### What you are asked to do
Can you edit the items from the line containing "Task: indicate the wooden stair" through the last item, replacing "banister post" with "handrail post" and leaving everything else unchanged? Give back only those lines.

### Source material
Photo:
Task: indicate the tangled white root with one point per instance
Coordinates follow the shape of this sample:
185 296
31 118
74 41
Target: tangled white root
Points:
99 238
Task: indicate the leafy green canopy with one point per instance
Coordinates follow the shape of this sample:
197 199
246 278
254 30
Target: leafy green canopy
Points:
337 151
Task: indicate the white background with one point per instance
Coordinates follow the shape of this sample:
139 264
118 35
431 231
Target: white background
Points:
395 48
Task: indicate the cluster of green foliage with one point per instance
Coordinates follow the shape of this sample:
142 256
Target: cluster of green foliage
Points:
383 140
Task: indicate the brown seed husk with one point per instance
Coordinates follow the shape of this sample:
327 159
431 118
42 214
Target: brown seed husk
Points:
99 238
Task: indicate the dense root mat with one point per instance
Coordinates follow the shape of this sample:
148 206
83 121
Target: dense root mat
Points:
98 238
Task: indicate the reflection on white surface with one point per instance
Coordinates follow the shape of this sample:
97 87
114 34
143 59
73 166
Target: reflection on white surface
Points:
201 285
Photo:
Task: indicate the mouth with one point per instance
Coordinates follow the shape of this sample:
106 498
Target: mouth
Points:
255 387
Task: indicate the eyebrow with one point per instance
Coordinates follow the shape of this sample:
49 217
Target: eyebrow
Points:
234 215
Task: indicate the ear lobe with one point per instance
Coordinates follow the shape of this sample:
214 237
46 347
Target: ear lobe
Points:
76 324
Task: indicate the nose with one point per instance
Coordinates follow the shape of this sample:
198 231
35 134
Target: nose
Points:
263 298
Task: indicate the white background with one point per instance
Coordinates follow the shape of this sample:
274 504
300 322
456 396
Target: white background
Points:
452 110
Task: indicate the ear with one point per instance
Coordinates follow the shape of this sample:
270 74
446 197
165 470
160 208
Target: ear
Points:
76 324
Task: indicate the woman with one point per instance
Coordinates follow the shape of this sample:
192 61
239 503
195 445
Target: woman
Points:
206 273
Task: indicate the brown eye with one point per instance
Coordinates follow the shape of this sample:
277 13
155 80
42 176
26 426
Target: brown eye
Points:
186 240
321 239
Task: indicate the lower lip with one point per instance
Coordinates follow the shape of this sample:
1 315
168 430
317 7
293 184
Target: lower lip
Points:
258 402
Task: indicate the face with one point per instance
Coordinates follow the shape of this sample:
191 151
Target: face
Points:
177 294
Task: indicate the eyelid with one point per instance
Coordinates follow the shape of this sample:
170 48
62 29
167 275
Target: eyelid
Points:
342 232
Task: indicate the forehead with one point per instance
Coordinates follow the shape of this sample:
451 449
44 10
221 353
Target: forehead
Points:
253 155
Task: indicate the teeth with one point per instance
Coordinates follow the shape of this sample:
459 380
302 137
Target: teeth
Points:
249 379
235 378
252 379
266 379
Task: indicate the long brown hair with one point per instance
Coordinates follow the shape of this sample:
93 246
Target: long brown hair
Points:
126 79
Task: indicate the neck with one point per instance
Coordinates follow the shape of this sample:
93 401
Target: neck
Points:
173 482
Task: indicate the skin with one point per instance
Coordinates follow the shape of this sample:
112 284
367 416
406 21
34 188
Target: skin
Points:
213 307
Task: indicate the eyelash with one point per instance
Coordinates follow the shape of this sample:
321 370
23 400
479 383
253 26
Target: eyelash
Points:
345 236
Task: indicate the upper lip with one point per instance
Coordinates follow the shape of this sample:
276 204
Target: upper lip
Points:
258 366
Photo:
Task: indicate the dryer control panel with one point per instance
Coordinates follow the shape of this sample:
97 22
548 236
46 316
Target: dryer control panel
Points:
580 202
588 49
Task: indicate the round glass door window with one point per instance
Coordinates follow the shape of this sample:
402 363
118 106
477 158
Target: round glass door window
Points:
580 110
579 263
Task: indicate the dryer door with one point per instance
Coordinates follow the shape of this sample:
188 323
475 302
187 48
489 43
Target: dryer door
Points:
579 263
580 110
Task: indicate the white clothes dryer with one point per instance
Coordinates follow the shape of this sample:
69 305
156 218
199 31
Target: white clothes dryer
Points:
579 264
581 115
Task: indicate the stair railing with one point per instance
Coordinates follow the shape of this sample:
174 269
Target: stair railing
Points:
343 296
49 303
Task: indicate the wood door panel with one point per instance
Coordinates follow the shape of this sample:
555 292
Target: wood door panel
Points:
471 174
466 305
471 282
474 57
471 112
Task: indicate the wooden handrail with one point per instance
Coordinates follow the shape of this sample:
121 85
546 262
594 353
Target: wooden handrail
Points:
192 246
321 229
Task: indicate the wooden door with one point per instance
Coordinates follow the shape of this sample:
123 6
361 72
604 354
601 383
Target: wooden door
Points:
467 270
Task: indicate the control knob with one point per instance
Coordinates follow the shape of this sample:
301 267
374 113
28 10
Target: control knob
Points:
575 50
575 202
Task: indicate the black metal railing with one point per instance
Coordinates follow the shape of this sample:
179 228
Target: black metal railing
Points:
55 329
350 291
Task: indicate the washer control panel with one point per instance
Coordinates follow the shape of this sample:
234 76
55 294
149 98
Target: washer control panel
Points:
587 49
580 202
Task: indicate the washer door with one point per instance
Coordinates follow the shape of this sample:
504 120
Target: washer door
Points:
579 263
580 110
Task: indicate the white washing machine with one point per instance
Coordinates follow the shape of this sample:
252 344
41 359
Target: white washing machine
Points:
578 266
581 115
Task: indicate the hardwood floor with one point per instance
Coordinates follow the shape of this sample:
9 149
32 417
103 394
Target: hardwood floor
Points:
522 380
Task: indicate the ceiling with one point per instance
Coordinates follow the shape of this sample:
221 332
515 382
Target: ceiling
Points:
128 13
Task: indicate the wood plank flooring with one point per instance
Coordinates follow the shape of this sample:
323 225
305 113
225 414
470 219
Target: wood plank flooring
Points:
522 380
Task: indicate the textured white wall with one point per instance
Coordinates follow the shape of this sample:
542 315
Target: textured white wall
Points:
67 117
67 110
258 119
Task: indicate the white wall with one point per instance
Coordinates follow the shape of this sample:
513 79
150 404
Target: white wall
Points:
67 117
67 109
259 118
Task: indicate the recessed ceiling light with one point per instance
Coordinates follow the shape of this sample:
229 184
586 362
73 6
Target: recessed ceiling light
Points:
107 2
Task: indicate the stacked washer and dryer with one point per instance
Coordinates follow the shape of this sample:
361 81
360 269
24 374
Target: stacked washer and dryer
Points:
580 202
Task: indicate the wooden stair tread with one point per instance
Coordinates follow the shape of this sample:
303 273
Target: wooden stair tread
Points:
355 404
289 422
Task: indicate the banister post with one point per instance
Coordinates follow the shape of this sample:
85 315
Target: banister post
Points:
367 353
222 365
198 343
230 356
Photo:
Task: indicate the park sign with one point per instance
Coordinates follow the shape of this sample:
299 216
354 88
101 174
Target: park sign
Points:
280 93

### Response to the exercise
Task: indicate the wooden stair tread with one point per instance
Coordinates follow the shape of this sample:
303 273
Target: wooden stair tread
Points:
355 404
289 422
Task: indicate the handrail post with one point per instance
Coordinates follow the shape of this sample:
85 315
Target: handrail post
Points:
367 353
222 365
198 343
230 356
Photo:
Task: indicate the park sign with one point per instance
Coordinates follow the shape of this sample:
299 216
354 88
101 174
Target: park sign
Points:
280 93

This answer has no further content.